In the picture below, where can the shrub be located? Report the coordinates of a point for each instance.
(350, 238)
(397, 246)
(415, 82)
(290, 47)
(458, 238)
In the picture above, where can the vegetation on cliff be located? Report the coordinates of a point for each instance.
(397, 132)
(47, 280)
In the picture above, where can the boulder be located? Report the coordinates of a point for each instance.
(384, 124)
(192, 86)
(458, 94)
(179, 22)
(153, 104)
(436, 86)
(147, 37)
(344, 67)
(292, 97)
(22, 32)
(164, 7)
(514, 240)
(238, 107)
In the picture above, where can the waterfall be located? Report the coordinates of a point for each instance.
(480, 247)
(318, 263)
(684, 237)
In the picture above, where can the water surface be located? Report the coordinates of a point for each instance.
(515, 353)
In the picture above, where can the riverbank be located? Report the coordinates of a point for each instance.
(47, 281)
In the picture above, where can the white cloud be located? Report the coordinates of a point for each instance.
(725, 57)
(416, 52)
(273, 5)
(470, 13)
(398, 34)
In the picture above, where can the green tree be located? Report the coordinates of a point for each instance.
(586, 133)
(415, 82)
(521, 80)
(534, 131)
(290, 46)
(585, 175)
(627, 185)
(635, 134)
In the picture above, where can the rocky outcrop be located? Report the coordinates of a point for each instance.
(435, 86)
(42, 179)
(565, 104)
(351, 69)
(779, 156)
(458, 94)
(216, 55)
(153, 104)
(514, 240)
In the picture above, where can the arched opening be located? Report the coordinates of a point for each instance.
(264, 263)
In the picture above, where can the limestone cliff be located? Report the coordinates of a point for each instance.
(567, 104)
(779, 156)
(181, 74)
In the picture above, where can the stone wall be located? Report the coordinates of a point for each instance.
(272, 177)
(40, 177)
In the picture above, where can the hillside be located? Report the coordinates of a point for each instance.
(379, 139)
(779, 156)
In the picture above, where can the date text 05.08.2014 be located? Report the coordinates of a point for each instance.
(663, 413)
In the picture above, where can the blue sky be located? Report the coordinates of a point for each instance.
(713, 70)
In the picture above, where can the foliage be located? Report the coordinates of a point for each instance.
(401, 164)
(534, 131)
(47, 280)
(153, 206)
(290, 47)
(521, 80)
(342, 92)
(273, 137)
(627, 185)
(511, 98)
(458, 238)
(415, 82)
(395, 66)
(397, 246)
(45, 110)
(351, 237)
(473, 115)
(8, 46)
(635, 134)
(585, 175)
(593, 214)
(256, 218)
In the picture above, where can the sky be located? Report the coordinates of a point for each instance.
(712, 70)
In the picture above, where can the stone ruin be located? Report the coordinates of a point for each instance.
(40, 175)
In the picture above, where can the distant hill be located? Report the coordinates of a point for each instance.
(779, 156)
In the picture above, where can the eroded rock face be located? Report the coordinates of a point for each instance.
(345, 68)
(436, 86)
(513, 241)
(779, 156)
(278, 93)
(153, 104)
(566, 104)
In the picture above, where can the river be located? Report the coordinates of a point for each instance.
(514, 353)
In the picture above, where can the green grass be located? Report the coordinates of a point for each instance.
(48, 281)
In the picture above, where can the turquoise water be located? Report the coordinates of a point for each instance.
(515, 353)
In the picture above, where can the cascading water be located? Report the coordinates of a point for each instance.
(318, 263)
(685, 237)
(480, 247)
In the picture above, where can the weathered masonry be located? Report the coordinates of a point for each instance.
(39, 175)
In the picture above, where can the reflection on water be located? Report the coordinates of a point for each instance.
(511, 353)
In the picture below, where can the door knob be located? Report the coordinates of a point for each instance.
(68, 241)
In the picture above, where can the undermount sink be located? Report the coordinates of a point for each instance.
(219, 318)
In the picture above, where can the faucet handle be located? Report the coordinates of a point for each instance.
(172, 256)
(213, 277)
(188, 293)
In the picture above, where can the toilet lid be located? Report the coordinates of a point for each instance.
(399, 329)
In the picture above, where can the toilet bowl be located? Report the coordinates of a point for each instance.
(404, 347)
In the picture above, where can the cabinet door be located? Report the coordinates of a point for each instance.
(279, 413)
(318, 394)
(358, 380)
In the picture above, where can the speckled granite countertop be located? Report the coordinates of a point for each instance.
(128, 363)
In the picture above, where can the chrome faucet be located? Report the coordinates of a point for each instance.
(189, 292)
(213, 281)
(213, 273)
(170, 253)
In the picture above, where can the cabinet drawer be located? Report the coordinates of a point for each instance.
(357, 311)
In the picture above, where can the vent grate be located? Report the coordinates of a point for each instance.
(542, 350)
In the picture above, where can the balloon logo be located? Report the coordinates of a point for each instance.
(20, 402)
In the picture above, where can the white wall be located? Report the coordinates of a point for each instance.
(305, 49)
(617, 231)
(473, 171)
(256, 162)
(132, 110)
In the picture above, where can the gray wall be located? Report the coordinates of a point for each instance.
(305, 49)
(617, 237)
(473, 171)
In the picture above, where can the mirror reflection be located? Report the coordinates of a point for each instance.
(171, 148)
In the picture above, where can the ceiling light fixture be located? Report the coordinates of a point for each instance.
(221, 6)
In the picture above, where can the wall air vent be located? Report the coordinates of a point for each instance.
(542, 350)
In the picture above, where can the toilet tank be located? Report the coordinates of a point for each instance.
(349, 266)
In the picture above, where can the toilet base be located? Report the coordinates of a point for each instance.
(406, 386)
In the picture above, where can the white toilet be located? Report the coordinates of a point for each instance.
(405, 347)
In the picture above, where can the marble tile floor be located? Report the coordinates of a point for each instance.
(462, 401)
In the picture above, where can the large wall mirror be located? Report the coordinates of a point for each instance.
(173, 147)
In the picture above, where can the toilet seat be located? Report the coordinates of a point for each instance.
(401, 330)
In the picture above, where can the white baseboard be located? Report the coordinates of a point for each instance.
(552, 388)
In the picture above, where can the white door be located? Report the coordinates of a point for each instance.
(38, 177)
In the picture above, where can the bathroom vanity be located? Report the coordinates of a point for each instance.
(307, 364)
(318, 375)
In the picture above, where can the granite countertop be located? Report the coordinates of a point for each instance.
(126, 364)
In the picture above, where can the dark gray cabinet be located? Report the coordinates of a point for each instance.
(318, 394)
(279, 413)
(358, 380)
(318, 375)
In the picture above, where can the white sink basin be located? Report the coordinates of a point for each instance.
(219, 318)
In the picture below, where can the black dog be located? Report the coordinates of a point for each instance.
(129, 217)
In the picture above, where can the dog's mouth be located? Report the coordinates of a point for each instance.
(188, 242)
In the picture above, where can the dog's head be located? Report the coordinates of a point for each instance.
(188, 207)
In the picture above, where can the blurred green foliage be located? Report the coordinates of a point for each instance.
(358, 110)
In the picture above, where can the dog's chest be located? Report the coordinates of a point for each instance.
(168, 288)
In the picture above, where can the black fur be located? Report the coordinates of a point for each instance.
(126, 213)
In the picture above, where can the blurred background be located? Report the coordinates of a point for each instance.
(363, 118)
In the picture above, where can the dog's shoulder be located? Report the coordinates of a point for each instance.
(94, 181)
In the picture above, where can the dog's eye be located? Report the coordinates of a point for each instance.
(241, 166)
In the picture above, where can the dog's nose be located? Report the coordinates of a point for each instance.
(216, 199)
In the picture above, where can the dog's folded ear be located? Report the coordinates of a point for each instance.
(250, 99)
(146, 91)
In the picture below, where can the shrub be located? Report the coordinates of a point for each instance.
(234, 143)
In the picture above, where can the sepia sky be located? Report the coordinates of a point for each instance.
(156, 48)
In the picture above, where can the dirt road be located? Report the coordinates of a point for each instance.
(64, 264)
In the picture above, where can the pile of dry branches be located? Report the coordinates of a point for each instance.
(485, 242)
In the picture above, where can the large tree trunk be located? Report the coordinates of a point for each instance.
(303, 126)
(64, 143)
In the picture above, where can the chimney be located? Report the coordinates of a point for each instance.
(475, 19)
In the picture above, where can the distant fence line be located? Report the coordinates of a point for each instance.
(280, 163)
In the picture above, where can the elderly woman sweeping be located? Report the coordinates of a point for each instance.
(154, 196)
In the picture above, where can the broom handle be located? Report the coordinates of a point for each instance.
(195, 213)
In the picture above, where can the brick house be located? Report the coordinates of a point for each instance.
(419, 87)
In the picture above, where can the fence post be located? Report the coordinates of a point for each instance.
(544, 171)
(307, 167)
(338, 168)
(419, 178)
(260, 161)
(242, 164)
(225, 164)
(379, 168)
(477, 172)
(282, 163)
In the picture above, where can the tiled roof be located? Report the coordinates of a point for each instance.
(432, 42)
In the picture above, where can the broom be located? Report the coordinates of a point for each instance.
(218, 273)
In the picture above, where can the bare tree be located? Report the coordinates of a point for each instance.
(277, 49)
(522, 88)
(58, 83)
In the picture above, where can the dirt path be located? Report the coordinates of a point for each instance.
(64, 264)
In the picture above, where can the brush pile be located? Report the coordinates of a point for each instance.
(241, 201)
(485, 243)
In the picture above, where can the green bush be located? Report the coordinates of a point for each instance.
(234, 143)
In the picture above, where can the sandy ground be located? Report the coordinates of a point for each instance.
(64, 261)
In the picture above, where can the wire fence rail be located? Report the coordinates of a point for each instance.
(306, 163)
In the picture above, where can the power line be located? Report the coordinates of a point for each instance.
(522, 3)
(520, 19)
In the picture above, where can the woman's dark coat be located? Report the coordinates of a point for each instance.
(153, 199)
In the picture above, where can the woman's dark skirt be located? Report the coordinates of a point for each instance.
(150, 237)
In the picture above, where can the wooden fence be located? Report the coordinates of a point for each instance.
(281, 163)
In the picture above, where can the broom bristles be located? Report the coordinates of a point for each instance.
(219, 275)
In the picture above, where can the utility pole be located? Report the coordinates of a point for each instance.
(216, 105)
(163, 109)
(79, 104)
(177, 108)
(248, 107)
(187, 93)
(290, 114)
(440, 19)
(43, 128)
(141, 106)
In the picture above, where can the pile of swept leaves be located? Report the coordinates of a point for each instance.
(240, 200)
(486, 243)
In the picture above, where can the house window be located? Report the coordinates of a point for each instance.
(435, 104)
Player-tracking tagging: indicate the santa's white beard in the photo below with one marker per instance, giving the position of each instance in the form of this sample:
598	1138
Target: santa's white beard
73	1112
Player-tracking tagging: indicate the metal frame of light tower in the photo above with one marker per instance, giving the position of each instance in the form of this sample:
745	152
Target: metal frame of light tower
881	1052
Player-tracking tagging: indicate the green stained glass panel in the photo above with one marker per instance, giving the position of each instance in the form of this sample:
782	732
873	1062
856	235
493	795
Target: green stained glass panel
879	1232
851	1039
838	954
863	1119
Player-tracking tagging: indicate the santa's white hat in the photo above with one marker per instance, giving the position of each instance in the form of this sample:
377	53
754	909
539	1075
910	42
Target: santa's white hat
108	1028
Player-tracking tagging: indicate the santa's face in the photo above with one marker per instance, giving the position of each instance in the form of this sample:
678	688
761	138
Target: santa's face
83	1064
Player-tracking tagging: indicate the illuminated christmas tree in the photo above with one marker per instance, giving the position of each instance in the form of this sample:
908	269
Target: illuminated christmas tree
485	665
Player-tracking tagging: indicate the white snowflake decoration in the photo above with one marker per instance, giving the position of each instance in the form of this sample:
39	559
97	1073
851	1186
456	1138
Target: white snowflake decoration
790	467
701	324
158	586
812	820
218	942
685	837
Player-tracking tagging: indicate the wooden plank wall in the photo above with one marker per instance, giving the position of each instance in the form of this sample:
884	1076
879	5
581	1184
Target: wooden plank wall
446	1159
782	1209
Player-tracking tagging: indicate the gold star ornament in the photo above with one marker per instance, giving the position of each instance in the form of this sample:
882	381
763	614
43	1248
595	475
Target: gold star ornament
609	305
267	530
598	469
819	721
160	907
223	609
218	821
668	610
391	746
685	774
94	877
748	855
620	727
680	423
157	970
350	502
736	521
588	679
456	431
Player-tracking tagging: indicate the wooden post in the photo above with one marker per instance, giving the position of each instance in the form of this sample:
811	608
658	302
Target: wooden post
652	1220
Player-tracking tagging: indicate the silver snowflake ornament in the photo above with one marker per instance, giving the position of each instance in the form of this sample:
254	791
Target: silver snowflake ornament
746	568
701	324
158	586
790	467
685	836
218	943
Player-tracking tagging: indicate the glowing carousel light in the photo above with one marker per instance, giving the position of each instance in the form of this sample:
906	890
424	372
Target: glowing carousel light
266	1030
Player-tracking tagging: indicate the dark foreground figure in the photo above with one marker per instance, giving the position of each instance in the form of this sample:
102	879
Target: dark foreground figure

_WHAT YOU NEED TO DO_. If a line of the data contains "figure", copy it out.

_ANSWER FOR THE TASK_.
Player-tracking tagging: indicate the dark foreground figure in the photo above with one marker per instance, giving the position of each instance in the form of this sample:
Target: dark foreground figure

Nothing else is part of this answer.